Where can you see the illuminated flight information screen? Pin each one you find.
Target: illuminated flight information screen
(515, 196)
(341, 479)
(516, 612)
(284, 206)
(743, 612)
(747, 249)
---
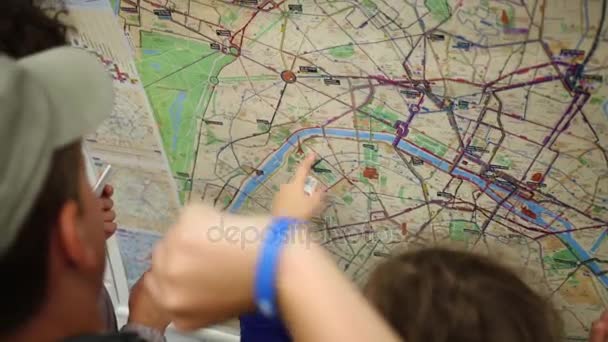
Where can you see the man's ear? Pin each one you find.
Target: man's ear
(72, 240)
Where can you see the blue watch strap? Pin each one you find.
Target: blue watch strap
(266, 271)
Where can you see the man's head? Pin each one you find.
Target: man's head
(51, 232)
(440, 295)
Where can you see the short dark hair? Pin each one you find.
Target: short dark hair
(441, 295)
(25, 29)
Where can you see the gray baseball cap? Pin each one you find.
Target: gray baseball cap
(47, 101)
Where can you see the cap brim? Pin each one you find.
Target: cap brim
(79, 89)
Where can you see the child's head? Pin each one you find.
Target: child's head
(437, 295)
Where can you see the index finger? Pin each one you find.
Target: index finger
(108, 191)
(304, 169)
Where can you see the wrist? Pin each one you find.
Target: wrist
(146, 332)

Brief: Return each line of the listing above that contains the word "flight". Case counts.

Answer below:
Where can you see the illuminated flight information screen? Pin each one you find.
Target: illuminated flight information screen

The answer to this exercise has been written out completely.